BEGIN Supplied information

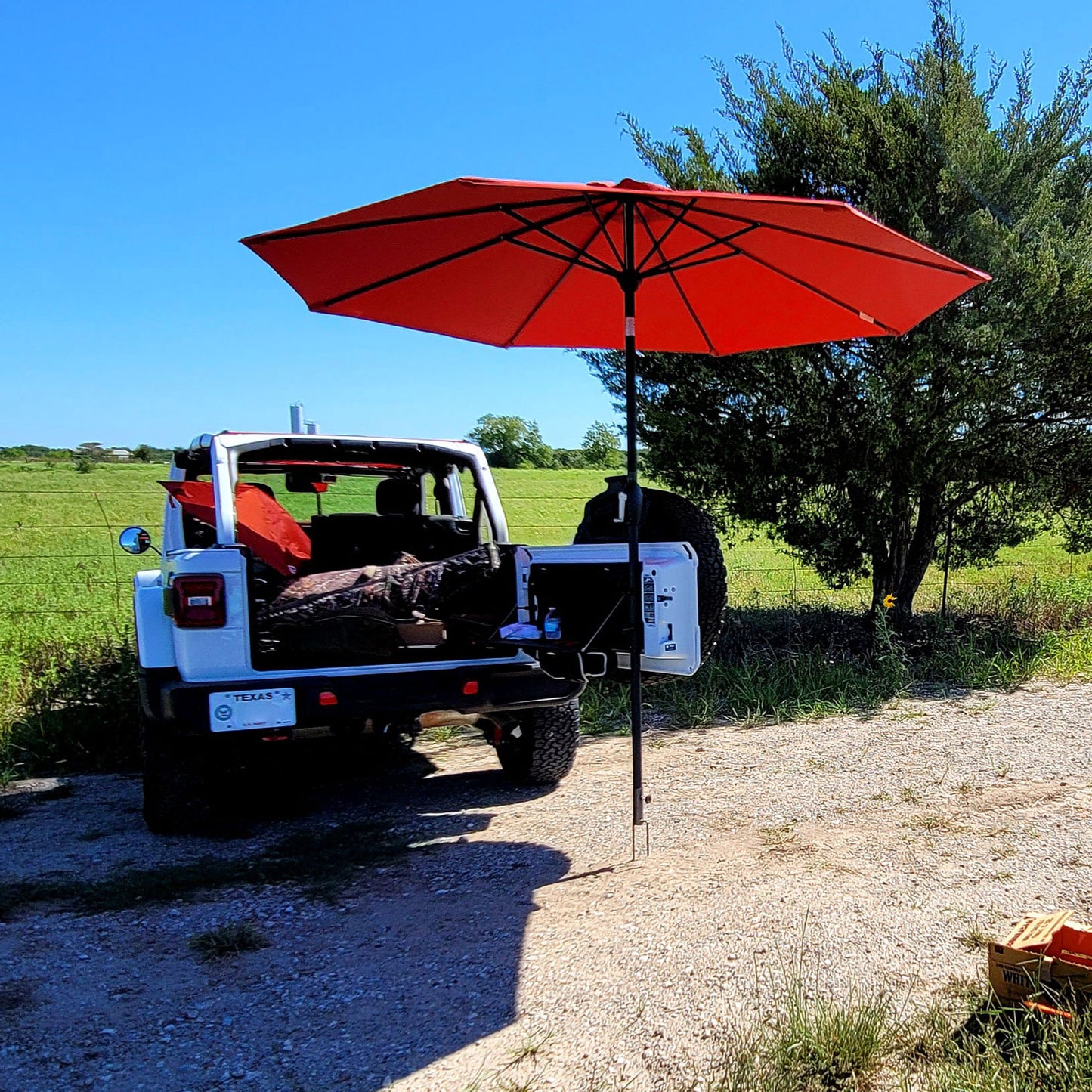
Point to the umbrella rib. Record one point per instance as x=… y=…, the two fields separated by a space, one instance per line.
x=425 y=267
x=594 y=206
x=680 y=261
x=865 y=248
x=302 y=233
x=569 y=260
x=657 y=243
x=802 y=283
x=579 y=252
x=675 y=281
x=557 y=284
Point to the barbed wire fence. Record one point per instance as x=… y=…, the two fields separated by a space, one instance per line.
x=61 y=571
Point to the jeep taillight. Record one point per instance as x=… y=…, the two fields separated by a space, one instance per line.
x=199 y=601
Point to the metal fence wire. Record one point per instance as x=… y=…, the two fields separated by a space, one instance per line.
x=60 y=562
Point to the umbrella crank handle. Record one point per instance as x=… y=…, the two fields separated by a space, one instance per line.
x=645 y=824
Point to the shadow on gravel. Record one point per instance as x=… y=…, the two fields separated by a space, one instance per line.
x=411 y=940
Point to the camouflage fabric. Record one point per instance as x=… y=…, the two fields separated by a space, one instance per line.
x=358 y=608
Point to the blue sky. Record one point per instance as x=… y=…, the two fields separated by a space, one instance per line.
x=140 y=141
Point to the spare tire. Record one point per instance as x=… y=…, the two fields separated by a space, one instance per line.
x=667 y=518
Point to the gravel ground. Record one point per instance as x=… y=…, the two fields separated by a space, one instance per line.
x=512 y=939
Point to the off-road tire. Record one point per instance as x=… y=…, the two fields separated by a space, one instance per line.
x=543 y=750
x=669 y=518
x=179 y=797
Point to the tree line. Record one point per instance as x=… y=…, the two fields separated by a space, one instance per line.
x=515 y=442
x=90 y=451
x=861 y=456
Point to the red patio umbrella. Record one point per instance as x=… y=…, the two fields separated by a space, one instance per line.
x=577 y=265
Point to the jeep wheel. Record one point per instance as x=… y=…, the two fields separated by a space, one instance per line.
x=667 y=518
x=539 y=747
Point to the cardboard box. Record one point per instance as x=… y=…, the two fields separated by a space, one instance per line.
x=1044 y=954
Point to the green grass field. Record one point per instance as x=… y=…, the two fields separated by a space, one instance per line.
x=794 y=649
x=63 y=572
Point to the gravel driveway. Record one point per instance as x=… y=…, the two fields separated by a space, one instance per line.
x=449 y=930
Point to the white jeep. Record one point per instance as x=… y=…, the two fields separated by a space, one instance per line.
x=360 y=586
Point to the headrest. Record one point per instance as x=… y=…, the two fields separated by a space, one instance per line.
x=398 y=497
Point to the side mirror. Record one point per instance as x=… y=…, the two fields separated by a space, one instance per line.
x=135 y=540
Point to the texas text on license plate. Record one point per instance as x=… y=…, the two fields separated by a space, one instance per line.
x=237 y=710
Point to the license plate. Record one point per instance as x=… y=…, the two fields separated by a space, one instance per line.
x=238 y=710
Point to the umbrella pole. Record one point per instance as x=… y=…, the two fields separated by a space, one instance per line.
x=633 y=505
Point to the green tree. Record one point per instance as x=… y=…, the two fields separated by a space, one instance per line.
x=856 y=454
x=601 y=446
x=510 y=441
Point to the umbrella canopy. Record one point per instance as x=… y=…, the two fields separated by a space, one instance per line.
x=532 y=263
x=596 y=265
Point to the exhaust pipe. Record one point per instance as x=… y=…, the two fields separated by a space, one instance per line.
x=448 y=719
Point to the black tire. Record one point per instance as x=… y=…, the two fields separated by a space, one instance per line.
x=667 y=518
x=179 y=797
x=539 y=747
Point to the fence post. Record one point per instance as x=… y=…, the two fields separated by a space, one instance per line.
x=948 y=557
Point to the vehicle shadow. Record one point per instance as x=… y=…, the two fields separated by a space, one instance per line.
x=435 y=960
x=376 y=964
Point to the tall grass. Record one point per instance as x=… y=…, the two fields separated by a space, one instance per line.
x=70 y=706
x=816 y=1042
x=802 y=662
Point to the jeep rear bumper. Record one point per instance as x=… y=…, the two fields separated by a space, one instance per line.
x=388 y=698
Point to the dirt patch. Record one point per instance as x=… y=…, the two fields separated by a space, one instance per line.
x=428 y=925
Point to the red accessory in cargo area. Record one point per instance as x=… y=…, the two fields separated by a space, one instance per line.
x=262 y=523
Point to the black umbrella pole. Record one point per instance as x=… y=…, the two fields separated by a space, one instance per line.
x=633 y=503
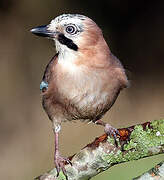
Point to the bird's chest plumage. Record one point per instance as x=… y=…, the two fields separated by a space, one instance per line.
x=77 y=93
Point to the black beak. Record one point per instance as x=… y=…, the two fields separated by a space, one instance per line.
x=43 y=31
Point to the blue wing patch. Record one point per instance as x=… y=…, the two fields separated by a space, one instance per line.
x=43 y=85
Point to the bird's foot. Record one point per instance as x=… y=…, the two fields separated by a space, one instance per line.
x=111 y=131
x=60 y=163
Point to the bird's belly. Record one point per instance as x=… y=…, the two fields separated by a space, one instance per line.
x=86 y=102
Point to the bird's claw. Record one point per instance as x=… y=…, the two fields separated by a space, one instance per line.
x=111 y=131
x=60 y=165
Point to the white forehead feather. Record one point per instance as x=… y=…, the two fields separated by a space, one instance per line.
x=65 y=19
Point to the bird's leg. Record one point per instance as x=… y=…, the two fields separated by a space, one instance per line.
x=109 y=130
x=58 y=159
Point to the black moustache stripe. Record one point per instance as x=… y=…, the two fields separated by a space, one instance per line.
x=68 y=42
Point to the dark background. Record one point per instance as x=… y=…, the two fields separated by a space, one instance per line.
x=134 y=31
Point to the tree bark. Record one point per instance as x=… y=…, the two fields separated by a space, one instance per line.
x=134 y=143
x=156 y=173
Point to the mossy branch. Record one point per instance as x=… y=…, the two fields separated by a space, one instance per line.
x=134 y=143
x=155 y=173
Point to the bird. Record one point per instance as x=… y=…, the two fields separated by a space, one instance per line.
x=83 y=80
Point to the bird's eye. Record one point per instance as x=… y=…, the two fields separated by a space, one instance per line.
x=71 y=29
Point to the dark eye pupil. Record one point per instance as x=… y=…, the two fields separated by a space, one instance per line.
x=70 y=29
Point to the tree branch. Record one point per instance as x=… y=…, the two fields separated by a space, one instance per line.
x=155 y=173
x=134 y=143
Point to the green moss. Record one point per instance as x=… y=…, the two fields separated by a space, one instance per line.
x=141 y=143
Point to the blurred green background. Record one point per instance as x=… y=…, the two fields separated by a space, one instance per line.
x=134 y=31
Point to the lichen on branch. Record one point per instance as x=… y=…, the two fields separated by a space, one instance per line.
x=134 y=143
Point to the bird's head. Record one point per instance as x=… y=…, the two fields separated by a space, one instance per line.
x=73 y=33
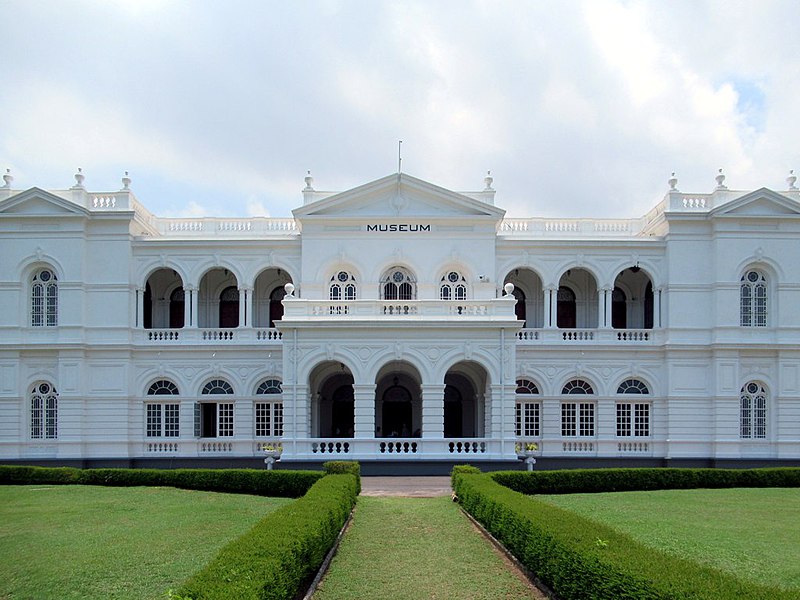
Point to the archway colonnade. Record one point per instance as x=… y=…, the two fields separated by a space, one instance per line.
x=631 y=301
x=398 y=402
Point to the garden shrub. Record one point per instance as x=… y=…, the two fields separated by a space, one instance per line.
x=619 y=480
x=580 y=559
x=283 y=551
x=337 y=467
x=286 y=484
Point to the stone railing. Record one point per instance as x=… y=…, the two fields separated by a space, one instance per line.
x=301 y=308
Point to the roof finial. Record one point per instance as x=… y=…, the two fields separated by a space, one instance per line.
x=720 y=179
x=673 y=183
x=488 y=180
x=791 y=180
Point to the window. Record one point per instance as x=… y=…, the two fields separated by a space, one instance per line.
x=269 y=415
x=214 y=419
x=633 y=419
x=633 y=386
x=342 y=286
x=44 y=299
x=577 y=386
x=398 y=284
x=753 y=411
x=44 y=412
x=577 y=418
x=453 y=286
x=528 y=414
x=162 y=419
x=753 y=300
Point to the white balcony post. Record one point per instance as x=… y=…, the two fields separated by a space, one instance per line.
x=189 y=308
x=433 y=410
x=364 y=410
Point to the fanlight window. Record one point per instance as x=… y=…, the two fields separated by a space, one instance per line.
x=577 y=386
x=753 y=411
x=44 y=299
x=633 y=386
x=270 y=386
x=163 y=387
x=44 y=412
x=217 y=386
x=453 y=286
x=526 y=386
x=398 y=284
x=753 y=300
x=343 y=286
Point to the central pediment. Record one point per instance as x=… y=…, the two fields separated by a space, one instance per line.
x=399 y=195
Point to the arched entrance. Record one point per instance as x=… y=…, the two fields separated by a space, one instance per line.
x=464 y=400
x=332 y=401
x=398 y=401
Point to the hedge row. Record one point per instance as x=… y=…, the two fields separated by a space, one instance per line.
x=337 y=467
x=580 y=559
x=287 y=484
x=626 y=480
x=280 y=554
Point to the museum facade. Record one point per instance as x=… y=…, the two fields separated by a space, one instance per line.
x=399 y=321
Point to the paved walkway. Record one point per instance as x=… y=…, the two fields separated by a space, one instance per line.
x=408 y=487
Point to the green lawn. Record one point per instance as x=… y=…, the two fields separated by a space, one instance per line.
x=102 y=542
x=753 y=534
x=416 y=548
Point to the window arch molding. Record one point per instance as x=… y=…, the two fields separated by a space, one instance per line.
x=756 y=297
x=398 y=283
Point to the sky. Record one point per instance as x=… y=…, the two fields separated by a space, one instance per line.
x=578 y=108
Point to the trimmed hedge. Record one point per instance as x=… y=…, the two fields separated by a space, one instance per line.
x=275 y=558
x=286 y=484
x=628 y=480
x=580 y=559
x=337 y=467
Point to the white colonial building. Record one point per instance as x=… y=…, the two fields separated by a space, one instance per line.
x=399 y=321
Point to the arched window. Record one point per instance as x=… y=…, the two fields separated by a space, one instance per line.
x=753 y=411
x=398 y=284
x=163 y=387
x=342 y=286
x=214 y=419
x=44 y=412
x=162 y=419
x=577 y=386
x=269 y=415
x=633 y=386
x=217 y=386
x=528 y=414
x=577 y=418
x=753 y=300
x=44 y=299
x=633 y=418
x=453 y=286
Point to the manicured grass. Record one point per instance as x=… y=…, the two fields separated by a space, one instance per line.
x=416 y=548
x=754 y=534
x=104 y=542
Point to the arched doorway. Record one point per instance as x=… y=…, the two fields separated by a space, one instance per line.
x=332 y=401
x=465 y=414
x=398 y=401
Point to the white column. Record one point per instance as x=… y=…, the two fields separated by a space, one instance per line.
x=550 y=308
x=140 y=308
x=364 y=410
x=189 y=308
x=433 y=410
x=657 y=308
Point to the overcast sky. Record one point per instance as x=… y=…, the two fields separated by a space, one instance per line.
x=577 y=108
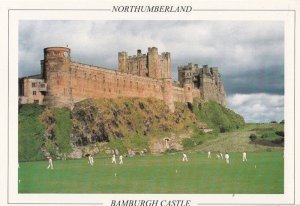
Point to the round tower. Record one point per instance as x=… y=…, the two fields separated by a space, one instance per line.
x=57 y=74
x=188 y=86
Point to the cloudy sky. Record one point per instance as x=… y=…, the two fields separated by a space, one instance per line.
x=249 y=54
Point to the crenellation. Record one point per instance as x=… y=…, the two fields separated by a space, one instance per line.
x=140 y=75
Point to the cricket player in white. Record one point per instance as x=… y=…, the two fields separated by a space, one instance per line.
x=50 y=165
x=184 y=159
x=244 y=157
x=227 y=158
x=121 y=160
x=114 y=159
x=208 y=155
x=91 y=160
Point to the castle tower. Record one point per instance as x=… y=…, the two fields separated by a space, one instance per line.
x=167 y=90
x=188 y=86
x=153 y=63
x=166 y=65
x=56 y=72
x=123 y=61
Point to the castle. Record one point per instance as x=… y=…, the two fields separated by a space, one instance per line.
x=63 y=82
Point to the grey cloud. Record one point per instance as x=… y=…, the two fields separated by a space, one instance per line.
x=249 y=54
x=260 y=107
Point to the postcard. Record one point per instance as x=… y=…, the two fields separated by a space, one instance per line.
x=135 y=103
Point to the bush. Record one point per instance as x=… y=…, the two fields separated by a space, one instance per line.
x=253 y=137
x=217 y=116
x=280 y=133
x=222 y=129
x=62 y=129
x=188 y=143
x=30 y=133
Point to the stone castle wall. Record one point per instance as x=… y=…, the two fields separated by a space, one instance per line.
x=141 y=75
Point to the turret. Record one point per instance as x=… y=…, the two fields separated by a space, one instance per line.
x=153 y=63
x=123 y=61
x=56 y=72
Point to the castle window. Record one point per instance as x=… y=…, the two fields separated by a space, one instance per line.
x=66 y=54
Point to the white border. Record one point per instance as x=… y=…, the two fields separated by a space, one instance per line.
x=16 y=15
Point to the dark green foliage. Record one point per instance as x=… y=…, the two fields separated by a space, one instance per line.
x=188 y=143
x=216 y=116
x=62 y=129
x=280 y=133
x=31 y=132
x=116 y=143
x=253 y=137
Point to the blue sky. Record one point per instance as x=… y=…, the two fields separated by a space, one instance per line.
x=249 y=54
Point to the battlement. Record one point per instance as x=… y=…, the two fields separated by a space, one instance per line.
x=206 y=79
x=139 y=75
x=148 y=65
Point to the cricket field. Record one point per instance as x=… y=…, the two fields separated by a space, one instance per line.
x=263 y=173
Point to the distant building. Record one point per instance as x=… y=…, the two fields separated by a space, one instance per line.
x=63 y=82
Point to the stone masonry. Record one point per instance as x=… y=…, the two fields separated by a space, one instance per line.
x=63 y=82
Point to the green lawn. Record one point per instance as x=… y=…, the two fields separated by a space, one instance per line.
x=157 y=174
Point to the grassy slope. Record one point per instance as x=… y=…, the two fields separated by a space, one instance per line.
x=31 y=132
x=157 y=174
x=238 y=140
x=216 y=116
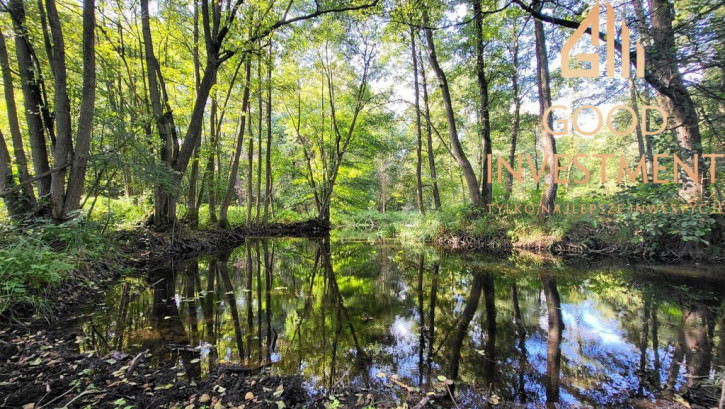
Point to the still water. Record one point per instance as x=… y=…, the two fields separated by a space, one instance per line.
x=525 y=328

END Supplied information

Once the line with "Point to the still" has been found in the records above, retype it and every line after it exactly, and include nothing else.

Point to the still water. Record one point per instance as x=… y=…, the two fields separated by a space, one instance per line.
x=525 y=328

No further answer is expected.